Filho: I find it interesting when American citizens react negatively to the American characters. I have had the opportunity to discuss this with some of them in the Q&As and I'm always respectful and interested in listening to them, but I really believe that they are fighting 124 years of film history where the US has been incredibly forceful, competent, and proficient in presenting its points of view on the world because it's the American film industry in Hollywood. And then suddenly this little film turns the tables and the Indians now are the Americans and the Americans are the Indians. Pacote (Thomas Aquino) is not shot like a cowboy, but he is one. And Lunga (Silvero Pereira) is out of some Walter Hill film, but at the same time, he's very much Brazilian and queer. I love when people ask, but why was Michael (Udo Kier) shooting his own men? And I say, why is it so tough to accept that he will shoot his own men when you have a guy spending two weeks coming in and out of a hotel in Las Vegas and then he goes and shoots 180 people? You still want an explanation? Is it the film industry that made you like this? Why can’t you accept it?

Rail: It's like fighting against 124 years of representation, of American cultural mythology.

Filho: But you can talk to any Brazilian in a multiplex and he or she will react the same way because we all feed on American iconography. For good and for bad. For instance, we love Die Hard (1988). It's a wonderful commercial film, right? [Laughs]

Rail: There's a lot of information transmission in Bacurau, for example in that little screen in the truck that shows Lunga being hunted.

Dornelles: The classic “WANTED” poster.

Rail: Yes. And you see Tony Junior’s (Thardelly Lima) truck, the town’s media truck, and of course, the UFO drone. But on the other hand you have the guitarist, and the mirrors to signal each other.

Filho: There's also the hole in the ground and probably a lot more information there, but we never go in. We love the idea that it opens up a completely new level. It's almost like a new level in a video game or an unread chapter in a book, but for whatever reason, the book that you're reading has the pages missing.

Dornelles: Let’s not forget the technology of the earbuds, the phone transmissions in the Americans’s ears. You never hear what’s being said. You don’t need to.

Filho: The information comes naturally with the requirements of the story. But there are many bits of information, and many of them pointed to different layers of information in the film.

Rail: Then there’s the psychotropic drug. Teresa (Bárbara Colen) takes it when she comes back to the town at the beginning.

Filho: And Kate (Alli Willow) when she is dying.

Dornelles: And the townspeople keep taking it to face the enemy, the Americans.

Filho: I have to say, I just love the fact that the old man gives Kate, a woman he has never seen before and who was trying to kill him, a little bit of their peace of mind. Because some directors would have had him with an axe finishing her off. We just had a shocking enough moment one minute before. And the main reason to include the drug was that he could ask, why are you doing this? You know that fucking television series Lost—why does no one ever ask in the fifth episode, why are we doing this? Because they meet people from the other side of the island and it’s just business as usual; they just shoot at them.

Excerpted data:
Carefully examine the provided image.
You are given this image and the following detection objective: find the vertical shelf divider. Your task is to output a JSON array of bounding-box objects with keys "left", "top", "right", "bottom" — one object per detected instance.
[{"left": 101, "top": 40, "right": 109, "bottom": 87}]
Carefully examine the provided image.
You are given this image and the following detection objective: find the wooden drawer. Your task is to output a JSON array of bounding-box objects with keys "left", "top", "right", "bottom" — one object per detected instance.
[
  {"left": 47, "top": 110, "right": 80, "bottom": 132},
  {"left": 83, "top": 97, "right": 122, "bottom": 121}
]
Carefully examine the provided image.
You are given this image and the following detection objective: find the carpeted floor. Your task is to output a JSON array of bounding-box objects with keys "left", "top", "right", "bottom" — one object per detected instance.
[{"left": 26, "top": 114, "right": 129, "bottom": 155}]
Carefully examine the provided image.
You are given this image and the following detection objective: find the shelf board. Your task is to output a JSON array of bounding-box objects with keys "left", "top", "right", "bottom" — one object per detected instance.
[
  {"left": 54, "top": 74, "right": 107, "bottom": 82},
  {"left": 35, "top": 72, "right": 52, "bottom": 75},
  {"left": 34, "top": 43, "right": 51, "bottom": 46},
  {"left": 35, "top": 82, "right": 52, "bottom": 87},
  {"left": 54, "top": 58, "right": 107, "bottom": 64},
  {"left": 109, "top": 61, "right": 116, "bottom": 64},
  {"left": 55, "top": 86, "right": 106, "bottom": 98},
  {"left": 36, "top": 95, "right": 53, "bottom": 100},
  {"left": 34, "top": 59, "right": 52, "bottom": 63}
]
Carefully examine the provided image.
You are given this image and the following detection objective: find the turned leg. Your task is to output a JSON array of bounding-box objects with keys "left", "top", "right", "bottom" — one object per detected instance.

Exercises to complete:
A) In the Bacurau interview:
(i) How many years of film history does Filho say American viewers are fighting?
(ii) Which film does Filho call a wonderful commercial film?
(iii) What does Teresa take when she comes back to the town at the beginning?
B) Please echo the Bacurau interview word for word, beginning at the words "Rail: There's a" and stopping after "the pages missing.".
Work from the Bacurau interview alone.

Results:
A)
(i) 124 years.
(ii) Die Hard (1988).
(iii) The psychotropic drug.

B)
Rail: There's a lot of information transmission in Bacurau, for example in that little screen in the truck that shows Lunga being hunted.

Dornelles: The classic “WANTED” poster.

Rail: Yes. And you see Tony Junior’s (Thardelly Lima) truck, the town’s media truck, and of course, the UFO drone. But on the other hand you have the guitarist, and the mirrors to signal each other.

Filho: There's also the hole in the ground and probably a lot more information there, but we never go in. We love the idea that it opens up a completely new level. It's almost like a new level in a video game or an unread chapter in a book, but for whatever reason, the book that you're reading has the pages missing.